PROBLEM: Format every line of the records below as one numbered list, omitting blank lines.

DATA SHOWN:
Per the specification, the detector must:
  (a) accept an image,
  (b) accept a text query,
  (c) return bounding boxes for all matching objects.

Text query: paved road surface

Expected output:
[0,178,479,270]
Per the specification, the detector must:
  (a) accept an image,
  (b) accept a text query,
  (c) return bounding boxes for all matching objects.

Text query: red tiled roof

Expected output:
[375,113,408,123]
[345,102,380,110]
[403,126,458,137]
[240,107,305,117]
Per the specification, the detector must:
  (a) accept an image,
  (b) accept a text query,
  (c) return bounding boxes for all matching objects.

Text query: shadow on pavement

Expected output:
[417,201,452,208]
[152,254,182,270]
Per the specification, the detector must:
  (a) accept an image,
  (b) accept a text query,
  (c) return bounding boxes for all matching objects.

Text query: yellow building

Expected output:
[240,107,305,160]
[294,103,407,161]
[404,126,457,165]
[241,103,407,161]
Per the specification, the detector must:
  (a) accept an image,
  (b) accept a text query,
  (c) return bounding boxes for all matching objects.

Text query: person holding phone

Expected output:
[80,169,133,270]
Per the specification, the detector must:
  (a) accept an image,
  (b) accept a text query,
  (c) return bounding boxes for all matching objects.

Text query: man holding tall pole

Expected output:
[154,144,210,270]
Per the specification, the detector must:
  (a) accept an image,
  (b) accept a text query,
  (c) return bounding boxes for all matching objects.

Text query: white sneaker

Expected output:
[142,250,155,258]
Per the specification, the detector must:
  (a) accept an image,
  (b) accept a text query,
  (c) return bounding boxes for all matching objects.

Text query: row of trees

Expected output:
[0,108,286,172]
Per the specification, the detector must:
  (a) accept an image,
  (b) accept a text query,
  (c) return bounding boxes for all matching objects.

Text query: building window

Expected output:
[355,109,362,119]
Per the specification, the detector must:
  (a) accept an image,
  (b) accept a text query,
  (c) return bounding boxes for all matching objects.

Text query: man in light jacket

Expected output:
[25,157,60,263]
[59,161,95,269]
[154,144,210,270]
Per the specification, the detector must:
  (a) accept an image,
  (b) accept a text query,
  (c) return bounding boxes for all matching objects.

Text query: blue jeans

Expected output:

REPLY TO THE TASK:
1. Per the specification, the detector must:
2.   (a) accept an image,
3.   (b) accept a text query,
4.   (c) return bounding boxes for all matching objects.
5. Text query: paved road surface
6. Expected output:
7. [0,178,479,270]
8. Per the specification, the detector must:
9.   (a) accept an image,
10.   (b) accept a text query,
11.   (c) return bounding boxes for all matching objects.
12. Text query: red tiled roof
13. Expected output:
14. [375,113,408,123]
15. [345,102,380,110]
16. [403,126,458,137]
17. [240,107,305,117]
18. Per the specification, the detector must:
19.   (a) accept an image,
20.   (b) accept a text query,
21.   (c) return bounding boxes for all matching objects.
22. Text query: shadow on pavement
23. Expected output:
24. [417,201,452,208]
25. [152,254,182,270]
26. Per the specification, the detector must:
27.   (a) accept an image,
28.   (b) accept a text query,
29.   (c) return bounding boxes for all matching objects.
30. Text query: yellow building
31. Expected output:
32. [240,107,305,160]
33. [294,103,407,161]
34. [404,126,457,165]
35. [241,103,407,161]
36. Per the specification, the detector must:
37.   (a) accept an image,
38.   (b) accept a text query,
39.   (c) return bounding boxes for all matching objects.
40. Text query: person holding phone
41. Expected output:
42. [80,169,133,270]
43. Per the specification, the detector must:
44.   (a) accept an image,
45.   (b) accept a text query,
46.   (c) return bounding boxes for all matching objects.
47. Text query: man holding tall pole
48. Expected output:
49. [154,144,210,270]
50. Per the specification, the detector must:
51.   (a) accept an image,
52.   (b) accept a text query,
53.   (c) return bounding boxes for all matching objects.
54. Text query: white sneaker
55. Expected output:
56. [142,250,155,258]
57. Per the specification, the detector must:
58.   (a) accept an image,
59.   (b) accept a text query,
60.   (c) return bounding boxes for all matching objects.
61. Text query: row of trees
62. Expected output:
63. [0,108,286,172]
64. Per the specification, the detector must:
65.   (a) accept an image,
66.   (b) accept a text query,
67.   (c) return bounding boxes for all matching objects.
68. Text query: building window
69. Expected output:
70. [355,109,362,119]
71. Per the specification, the detector must:
72.   (a) accept an image,
73.   (b) accept a text query,
74.   (c) return bounding boxes for all matching objects.
75. Text query: man in light jacket
76. Expected output:
77. [25,157,60,263]
78. [59,161,95,269]
79. [154,144,210,270]
80. Per the specification, the detector must:
81.   (a) accept an image,
82.   (b) accept a text query,
83.   (c) return bounding boxes for all matching objects.
84. Text query: blue jeans
85. Expected output:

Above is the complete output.